═══ Texte extrait ═══
Le décryptage de Josette Sicsic (Futuroscopie)


Si quelques-uns n’étaient pas encore au courant des méfaits du tourisme sur la planète, ils pourraient compenser leurs lacunes en visionnant l’émission « Sur le front » d’Hugo Clément diffusée le lundi 13 mai sur France 5. Laquelle, avec un titre aussi accrocheur que « Les réseaux sociaux sont-ils en train de tuer le tourisme ? » ne trompait personne quant à son contenu et ne pouvait qu’avoir du succès auprès d’un grand public de mieux en mieux informé sur les « choses » du tourisme et se plaisant à en discuter avec passion dès lors qu’il peut afficher une ou plusieurs expériences. Négatives de préférence !
═══
Tâches:
a – Renvoyez le passage de l'extrait sur le tourisme qui commence aux mots « Le décryptage de » et s'arrête après les mots « de préférence ! ».
b – Renvoyez chaque ligne du listing qui contient le mot « below », en tenant compte de la casse.
L'extrait sur le tourisme et le listing proviennent de sources différentes.
═══ Données d'entrée ═══
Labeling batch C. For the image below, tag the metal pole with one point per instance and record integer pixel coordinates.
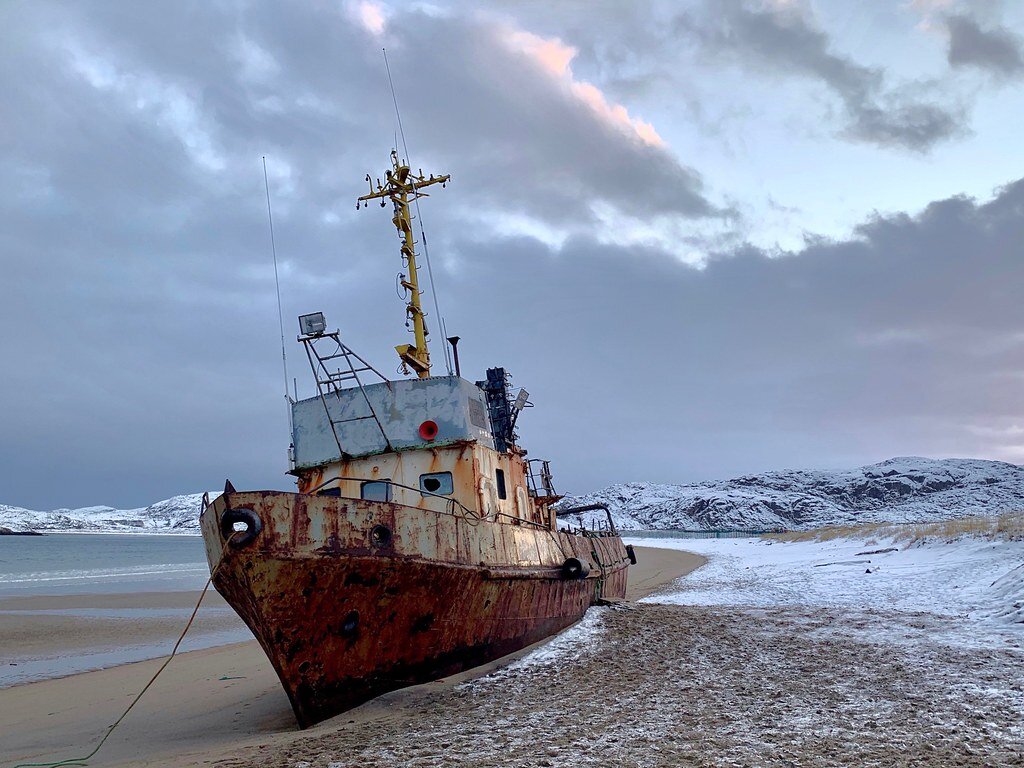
(454, 341)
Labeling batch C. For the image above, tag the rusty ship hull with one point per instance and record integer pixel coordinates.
(351, 598)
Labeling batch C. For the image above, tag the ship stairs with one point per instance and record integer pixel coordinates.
(331, 378)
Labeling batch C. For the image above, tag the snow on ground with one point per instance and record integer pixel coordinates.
(758, 658)
(978, 581)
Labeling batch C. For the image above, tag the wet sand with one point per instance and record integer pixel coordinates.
(209, 706)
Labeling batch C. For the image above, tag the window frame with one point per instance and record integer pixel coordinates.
(385, 481)
(440, 491)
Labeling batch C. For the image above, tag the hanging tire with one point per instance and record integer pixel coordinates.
(576, 568)
(240, 537)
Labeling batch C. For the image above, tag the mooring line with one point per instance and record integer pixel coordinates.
(84, 760)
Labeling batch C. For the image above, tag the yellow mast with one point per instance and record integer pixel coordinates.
(402, 186)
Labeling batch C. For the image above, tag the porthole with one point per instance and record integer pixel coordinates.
(437, 483)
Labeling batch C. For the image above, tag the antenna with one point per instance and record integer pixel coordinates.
(281, 315)
(423, 233)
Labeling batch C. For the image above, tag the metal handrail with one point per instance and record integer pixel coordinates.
(450, 502)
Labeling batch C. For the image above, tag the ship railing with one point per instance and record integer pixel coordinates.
(452, 506)
(606, 526)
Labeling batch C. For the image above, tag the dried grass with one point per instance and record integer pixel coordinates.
(1009, 525)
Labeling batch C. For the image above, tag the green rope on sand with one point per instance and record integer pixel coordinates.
(84, 760)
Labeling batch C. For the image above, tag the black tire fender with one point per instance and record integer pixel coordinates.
(574, 568)
(240, 538)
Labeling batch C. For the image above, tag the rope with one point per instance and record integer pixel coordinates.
(174, 650)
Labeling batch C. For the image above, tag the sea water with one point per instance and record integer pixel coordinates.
(87, 563)
(105, 563)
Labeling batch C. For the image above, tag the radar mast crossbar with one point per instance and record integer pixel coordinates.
(402, 186)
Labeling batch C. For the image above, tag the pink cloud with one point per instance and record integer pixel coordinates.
(555, 57)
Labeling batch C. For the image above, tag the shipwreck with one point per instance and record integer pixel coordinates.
(421, 541)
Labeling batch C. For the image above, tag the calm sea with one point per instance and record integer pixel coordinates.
(87, 564)
(79, 563)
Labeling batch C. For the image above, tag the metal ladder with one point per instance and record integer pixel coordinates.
(331, 382)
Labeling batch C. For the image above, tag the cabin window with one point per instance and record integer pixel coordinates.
(437, 482)
(376, 491)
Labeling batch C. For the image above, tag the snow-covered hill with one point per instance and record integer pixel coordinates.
(905, 489)
(176, 515)
(908, 489)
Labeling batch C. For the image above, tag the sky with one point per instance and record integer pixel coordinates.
(711, 238)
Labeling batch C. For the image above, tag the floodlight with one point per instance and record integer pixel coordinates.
(312, 325)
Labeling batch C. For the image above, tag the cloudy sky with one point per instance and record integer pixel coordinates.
(711, 238)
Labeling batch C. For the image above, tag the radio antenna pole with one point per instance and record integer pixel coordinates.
(281, 314)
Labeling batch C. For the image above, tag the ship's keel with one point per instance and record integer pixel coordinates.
(342, 630)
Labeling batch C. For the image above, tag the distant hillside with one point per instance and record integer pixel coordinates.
(909, 489)
(176, 515)
(905, 489)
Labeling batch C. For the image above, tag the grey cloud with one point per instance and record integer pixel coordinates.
(996, 50)
(786, 41)
(140, 330)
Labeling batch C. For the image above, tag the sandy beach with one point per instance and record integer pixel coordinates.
(209, 706)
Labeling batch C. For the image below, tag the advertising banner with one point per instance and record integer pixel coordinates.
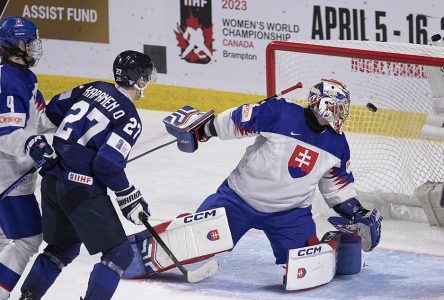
(212, 44)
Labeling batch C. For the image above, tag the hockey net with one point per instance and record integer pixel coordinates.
(400, 146)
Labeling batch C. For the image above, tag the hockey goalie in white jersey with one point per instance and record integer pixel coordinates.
(296, 150)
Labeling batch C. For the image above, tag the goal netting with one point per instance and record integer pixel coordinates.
(400, 146)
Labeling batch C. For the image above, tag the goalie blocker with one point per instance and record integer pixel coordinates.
(190, 237)
(187, 125)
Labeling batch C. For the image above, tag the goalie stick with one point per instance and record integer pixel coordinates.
(206, 270)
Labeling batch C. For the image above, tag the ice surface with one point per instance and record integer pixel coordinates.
(408, 263)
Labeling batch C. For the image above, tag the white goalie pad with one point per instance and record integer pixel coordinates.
(309, 267)
(430, 195)
(191, 238)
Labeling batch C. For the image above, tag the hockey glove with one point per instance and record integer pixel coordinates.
(357, 220)
(188, 126)
(40, 151)
(132, 204)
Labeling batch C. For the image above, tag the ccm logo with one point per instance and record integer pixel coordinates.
(309, 251)
(199, 216)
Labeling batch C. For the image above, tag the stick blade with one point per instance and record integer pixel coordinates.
(206, 270)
═══
Solutions complètes:
a –
Le décryptage de Josette Sicsic (Futuroscopie)


Si quelques-uns n’étaient pas encore au courant des méfaits du tourisme sur la planète, ils pourraient compenser leurs lacunes en visionnant l’émission « Sur le front » d’Hugo Clément diffusée le lundi 13 mai sur France 5. Laquelle, avec un titre aussi accrocheur que « Les réseaux sociaux sont-ils en train de tuer le tourisme ? » ne trompait personne quant à son contenu et ne pouvait qu’avoir du succès auprès d’un grand public de mieux en mieux informé sur les « choses » du tourisme et se plaisant à en discuter avec passion dès lors qu’il peut afficher une ou plusieurs expériences. Négatives de préférence !

b –
Labeling batch C. For the image below, tag the metal pole with one point per instance and record integer pixel coordinates.
Labeling batch C. For the image below, tag the advertising banner with one point per instance and record integer pixel coordinates.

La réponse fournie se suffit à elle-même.